● **PASSAGE SHOWN**:
==================================================

Ken has raised the prospect of a collective blog (we need a new piece of blog jargon for this – how about “Borg”). It’s an interesting paradox that most of the prominent collective blogs so far have been right-leaning while lefties such as myself have struggled on as sturdy individualists (or perhaps just bolshy recalcitrants).

Update My innocent jest on right-leaning collectives has provoked an entertaining, if occasionally ill-tempered, slanging match in the comments thread. Read, enjoy and join in! Comments threads are an alternative, minimalist, approach to collective blogging, and as I’ve often proudly claimed, this comments thread for this blog is as good as you’ll find anywhere.

Monday Message Board

It’s time for the Monday Message Board. Post your thoughts on any topic (civilised discussion and no coarse language please). Suggestion: your response to the Australia Day Honours.

I’ll just throw in a ‘touched by fame’ story about the Australian of the Year. The winner, Fiona Stanley, was an excellent choice, but I was hoping the NT nominee, introduced as Dr Edward Egan, would get up. He’s better known to thousands as Ted Egan, bush musician and balladist, and I once featured as the supporting act when he appeared at the ‘Three Weeds’ (Rose, Shamrock and Thistle) folk club.

Update “Fisking” has emerged as the topic du jour. Jason Soon and I, along with several interlocutors, had a discussion of this a few months back. In the comments thread, I suggest that the popularity of Fisking rested on the assumption of an audience which unanimously accepts the premises that the Fisker is on the right side and that the Fiskee is an idiot. As the blogosphere has become more diverse, Fisking has declined. Done well, Fisking can still be impressive. But the typical collection of putdowns and cheap shots that scored heaps of “Right on!” hyperlinks a year ago will no longer pass muster.

What I'm reading (and more)

The Invention of Tradition edited by Hobsbawm and Ranger. It’s about the process by which national and other ‘traditions’ were constructed, deliberately and otherwise, mainly in the 19th Century. Lots of interesting stuff. I knew, for example, that clan tartans were a C19 invention, postdating the destruction of the clan system by 70 years -the big stimulus was the first royal visit to Scotland by George IV in 1822. I was unaware, though, the the kilt was invented as a way of modernising Highland dress by an English manufacturer around 1720. I plan a big essay on this topic one day.

I’ve also acquired an iPod (I bet SDB won’t be surprised to discover I’m a Machead as well as a peacemonger). I’m enjoying listening to it, and I can justify the purchase on the basis that it makes a great portable hard drive as well.

A messy compromise

I previously promised to set out my ideas for a messy compromise (there’s no other kind) on Iraq. I start with the assumption that Blix’s report tomorrow will report Iraqi compliance with the demands that were explicit in 1441 and formed the basis of most discussion beforehand, such as unfettered access to palaces, government offices and so on, but that compliance has been less satisfactory in other respects. The other basis of my analysis is that Saddam poses no significant threat in the short-term (say one year) or at least no threat that could be reduced by an invasion (the risk that he will give WMDs to terrorists is enhanced, not reduced by an invasion).

==================================================

● **SOURCE MATERIAL**:
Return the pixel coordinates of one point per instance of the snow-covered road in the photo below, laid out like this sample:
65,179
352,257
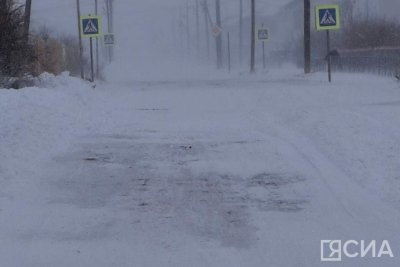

==================================================

● **LIST OF TASKS**:
(A) Transcribe the blog posts starting at "It’s time for" and ending at "Thistle) folk club.".
(B) Using the blog posts, explain why Fisking has declined.
The data above comes from a separate source.

● **RESPONSES TO THE EXERCISE**:
(A)
It’s time for the Monday Message Board. Post your thoughts on any topic (civilised discussion and no coarse language please). Suggestion: your response to the Australia Day Honours.

I’ll just throw in a ‘touched by fame’ story about the Australian of the Year. The winner, Fiona Stanley, was an excellent choice, but I was hoping the NT nominee, introduced as Dr Edward Egan, would get up. He’s better known to thousands as Ted Egan, bush musician and balladist, and I once featured as the supporting act when he appeared at the ‘Three Weeds’ (Rose, Shamrock and Thistle) folk club.

(B) Its popularity rested on an audience that unanimously accepted that the Fisker was on the right side and that the Fiskee was an idiot. As the blogosphere has become more diverse, that shared assumption no longer holds, and Fisking has declined.